Dataset entries
══════════════════════════════
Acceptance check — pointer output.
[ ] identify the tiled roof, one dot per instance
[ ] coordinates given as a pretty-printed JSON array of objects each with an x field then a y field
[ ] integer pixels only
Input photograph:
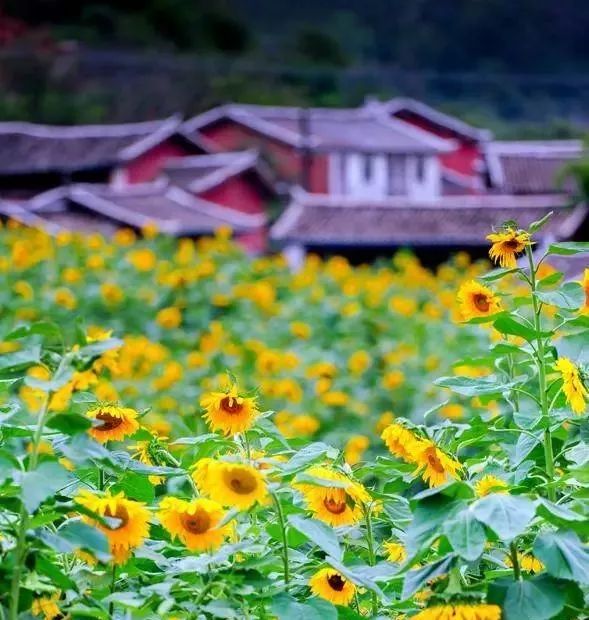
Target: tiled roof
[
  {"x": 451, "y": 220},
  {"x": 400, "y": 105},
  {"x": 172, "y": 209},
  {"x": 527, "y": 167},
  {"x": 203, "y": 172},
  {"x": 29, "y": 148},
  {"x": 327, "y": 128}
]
══════════════════════════════
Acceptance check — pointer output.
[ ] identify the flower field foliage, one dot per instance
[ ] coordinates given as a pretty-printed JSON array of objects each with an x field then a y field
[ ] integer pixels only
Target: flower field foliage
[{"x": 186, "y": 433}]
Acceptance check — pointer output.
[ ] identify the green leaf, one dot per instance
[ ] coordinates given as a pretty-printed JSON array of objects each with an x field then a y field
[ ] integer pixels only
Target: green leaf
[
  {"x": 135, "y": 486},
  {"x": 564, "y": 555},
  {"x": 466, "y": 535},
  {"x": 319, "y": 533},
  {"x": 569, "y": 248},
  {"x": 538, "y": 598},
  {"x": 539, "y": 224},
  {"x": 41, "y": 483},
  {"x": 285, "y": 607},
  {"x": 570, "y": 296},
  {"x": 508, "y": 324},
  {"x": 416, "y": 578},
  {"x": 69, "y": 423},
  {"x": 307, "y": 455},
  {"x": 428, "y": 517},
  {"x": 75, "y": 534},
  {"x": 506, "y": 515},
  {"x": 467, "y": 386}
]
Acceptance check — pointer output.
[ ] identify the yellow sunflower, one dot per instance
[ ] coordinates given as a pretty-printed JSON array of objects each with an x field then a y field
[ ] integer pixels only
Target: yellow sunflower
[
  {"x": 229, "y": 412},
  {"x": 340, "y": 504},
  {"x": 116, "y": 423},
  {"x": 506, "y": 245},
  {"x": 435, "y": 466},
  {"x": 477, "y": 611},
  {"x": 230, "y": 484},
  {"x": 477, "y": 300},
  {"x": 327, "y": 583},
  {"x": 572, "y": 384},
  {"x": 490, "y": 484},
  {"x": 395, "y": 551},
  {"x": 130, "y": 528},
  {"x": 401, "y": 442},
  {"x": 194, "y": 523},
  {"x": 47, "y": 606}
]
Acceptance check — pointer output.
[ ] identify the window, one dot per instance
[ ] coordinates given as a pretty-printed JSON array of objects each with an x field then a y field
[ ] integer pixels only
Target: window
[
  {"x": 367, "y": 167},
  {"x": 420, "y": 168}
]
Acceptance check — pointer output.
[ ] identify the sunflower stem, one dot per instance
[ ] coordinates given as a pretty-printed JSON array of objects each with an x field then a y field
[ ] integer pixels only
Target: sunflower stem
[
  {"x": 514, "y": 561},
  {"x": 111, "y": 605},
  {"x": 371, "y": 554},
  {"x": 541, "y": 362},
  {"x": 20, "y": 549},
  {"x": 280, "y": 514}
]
══════════════════════════════
Your task ▸
In the data above, which lines include "instance"? Return those lines.

Written response ▸
[ ] identify the tiled roof, one dot per instance
[ ] identify the flower field foliage, one dot per instance
[ ] identify the green leaf, one dot per instance
[ ] identify the yellow sunflower, one dot per instance
[ ] identify the window, one dot per instance
[ ] identify the sunflower stem, one dot per instance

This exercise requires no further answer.